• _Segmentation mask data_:
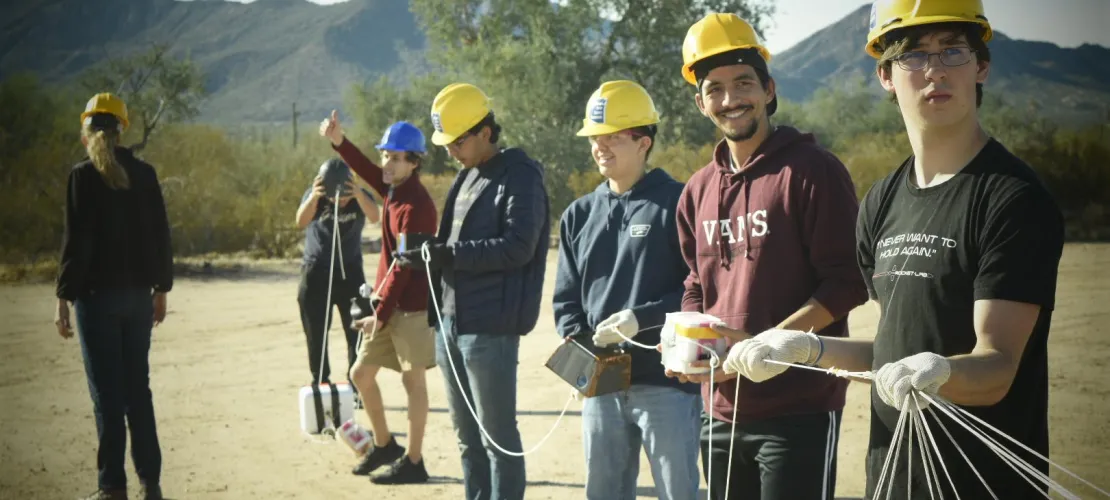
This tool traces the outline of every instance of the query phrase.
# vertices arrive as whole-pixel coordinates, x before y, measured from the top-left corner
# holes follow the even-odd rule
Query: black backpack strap
[[[316,433],[319,434],[324,430],[324,402],[320,400],[320,386],[311,384],[311,387],[312,404],[316,407]]]
[[[337,389],[335,387],[335,384],[328,384],[328,388],[331,389],[331,420],[332,420],[332,423],[335,424],[335,428],[338,429],[339,425],[340,425],[340,422],[339,422],[339,389]]]

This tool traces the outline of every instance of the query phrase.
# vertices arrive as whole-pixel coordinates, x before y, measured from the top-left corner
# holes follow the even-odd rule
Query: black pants
[[[135,473],[144,484],[157,485],[162,451],[150,393],[151,291],[99,290],[79,297],[74,310],[96,417],[99,487],[127,487],[123,466],[128,427]]]
[[[343,336],[347,340],[347,367],[355,363],[358,356],[358,330],[351,328],[351,299],[358,296],[358,288],[365,281],[361,272],[347,272],[344,280],[336,270],[335,280],[332,283],[331,305],[328,301],[328,275],[326,272],[307,272],[301,276],[301,285],[297,290],[297,303],[301,309],[301,326],[304,328],[305,340],[308,342],[308,366],[312,370],[312,382],[319,384],[331,380],[331,366],[326,357],[324,361],[323,377],[320,377],[320,353],[324,345],[324,332],[331,328],[331,319],[338,314],[339,323],[343,326]],[[327,318],[328,309],[331,309],[331,318]],[[335,337],[328,339],[334,342]],[[350,381],[350,373],[345,377]],[[351,386],[354,389],[354,386]]]
[[[713,456],[706,477],[713,500],[832,500],[841,412],[788,415],[736,424],[732,469],[728,468],[732,424],[702,413],[701,460]],[[713,441],[709,441],[709,429]]]

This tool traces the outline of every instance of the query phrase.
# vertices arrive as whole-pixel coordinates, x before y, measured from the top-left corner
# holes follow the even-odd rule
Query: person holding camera
[[[335,185],[328,186],[329,183]],[[353,365],[355,362],[358,329],[351,325],[351,299],[358,296],[359,286],[366,281],[360,246],[362,228],[366,221],[376,223],[378,218],[378,206],[370,192],[355,186],[347,165],[338,158],[329,159],[320,166],[320,174],[305,191],[297,208],[297,228],[305,232],[297,304],[308,342],[308,366],[312,370],[313,384],[331,383],[331,367],[322,349],[324,335],[331,328],[329,310],[332,307],[339,309],[347,340],[347,363]]]

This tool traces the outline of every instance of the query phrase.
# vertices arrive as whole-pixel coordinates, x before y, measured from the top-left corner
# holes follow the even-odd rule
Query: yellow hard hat
[[[967,22],[982,27],[983,42],[991,39],[991,24],[983,14],[982,0],[876,0],[871,4],[867,45],[864,50],[878,59],[879,41],[899,28],[923,24]]]
[[[602,83],[586,103],[579,136],[604,135],[659,123],[659,111],[640,84],[630,80]]]
[[[489,97],[469,83],[452,83],[439,91],[432,101],[432,144],[446,146],[455,142],[490,112]]]
[[[759,35],[736,14],[712,13],[690,26],[682,41],[682,77],[697,85],[694,63],[736,49],[756,49],[763,60],[771,62],[771,51],[759,43]]]
[[[127,127],[131,125],[127,120],[127,104],[124,104],[119,97],[108,92],[96,94],[89,99],[89,102],[85,104],[85,112],[81,113],[81,124],[84,125],[85,119],[98,113],[115,116],[123,125],[124,130],[127,130]]]

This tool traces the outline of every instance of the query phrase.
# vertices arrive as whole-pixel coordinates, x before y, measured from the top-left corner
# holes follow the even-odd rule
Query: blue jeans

• _The problem_:
Give the data again exactly as it stands, apart from the pictures.

• _Reply_:
This tool traces the outline of every instance of the query phrase.
# vertices arrive as whole-pixel coordinates, x before y, measured from the top-left corner
# holes follow the even-odd rule
Query: black backpack strap
[[[316,433],[319,434],[324,430],[324,402],[320,400],[320,386],[311,384],[311,387],[312,404],[316,407]]]
[[[337,389],[335,387],[335,384],[328,384],[328,388],[331,389],[331,420],[332,420],[332,423],[335,424],[335,428],[338,429],[339,425],[340,425],[340,422],[339,422],[339,389]]]

This tool traces the outline of every instance of the query phrase.
# vertices arrive as whole-pixel coordinates, x before y, measured from the top-left corner
# holes follow the even-odd rule
Query: black pants
[[[135,473],[144,484],[157,485],[162,451],[150,393],[151,291],[99,290],[79,297],[74,310],[96,417],[99,487],[127,487],[123,466],[128,427]]]
[[[343,336],[347,340],[347,367],[355,363],[358,356],[358,330],[351,328],[351,299],[358,296],[358,288],[365,281],[361,272],[347,272],[344,280],[336,270],[335,280],[332,283],[331,305],[328,301],[328,275],[326,272],[307,272],[301,276],[301,285],[297,290],[297,303],[301,309],[301,326],[304,328],[305,340],[308,342],[308,366],[312,370],[312,382],[319,384],[331,380],[331,366],[326,357],[324,361],[323,377],[320,377],[320,353],[324,345],[324,332],[331,328],[331,319],[338,314],[339,323],[343,326]],[[327,318],[328,309],[331,309],[331,318]],[[335,337],[328,339],[334,342]],[[350,381],[350,373],[345,377]],[[351,386],[354,389],[354,386]]]
[[[713,456],[706,477],[713,500],[832,500],[841,412],[788,415],[736,424],[732,469],[728,468],[732,424],[702,413],[701,460]],[[713,441],[709,441],[709,429]]]

This tool traces the outline of every instance of the query phrase.
# vertices arrive as whole-pixel coordinates, x before y, measured from the top-left corner
# holes follow the even-odd rule
Query: person holding camera
[[[335,185],[328,186],[329,183]],[[353,365],[355,362],[358,329],[351,325],[351,299],[358,296],[359,286],[366,281],[360,246],[362,228],[366,221],[376,223],[378,218],[378,206],[370,192],[355,186],[347,165],[338,158],[329,159],[320,166],[320,174],[305,191],[297,208],[297,228],[305,232],[297,304],[308,342],[308,366],[312,370],[313,384],[331,383],[331,367],[322,349],[324,335],[331,328],[329,310],[332,307],[339,309],[347,340],[347,363]]]

This tool traces the outline of every instance of the query phrase.
# vertices arrive as whole-pixel coordinates, x before y, measured from the top-left corner
# holes follow the even-odd rule
Query: yellow hard hat
[[[967,22],[982,27],[983,42],[991,39],[991,24],[983,14],[982,0],[876,0],[871,4],[867,45],[864,50],[878,59],[879,41],[899,28],[923,24]]]
[[[602,83],[586,103],[579,136],[604,135],[659,123],[659,111],[640,84],[630,80]]]
[[[489,97],[469,83],[452,83],[439,91],[432,101],[432,144],[446,146],[455,142],[490,112]]]
[[[759,35],[736,14],[712,13],[690,26],[682,41],[682,77],[697,85],[694,63],[736,49],[756,49],[763,60],[771,62],[771,51],[759,43]]]
[[[127,127],[131,125],[127,120],[127,104],[124,104],[119,97],[108,92],[96,94],[89,99],[89,102],[85,104],[85,112],[81,113],[81,124],[84,125],[85,119],[98,113],[115,116],[123,125],[124,130],[127,130]]]

This tool traces the outline of every instance of the query phrase.
# vertices arrive as whole-pixel coordinates, x before y, measured from the top-left corner
# holes follow the even-odd rule
Query: blue jeans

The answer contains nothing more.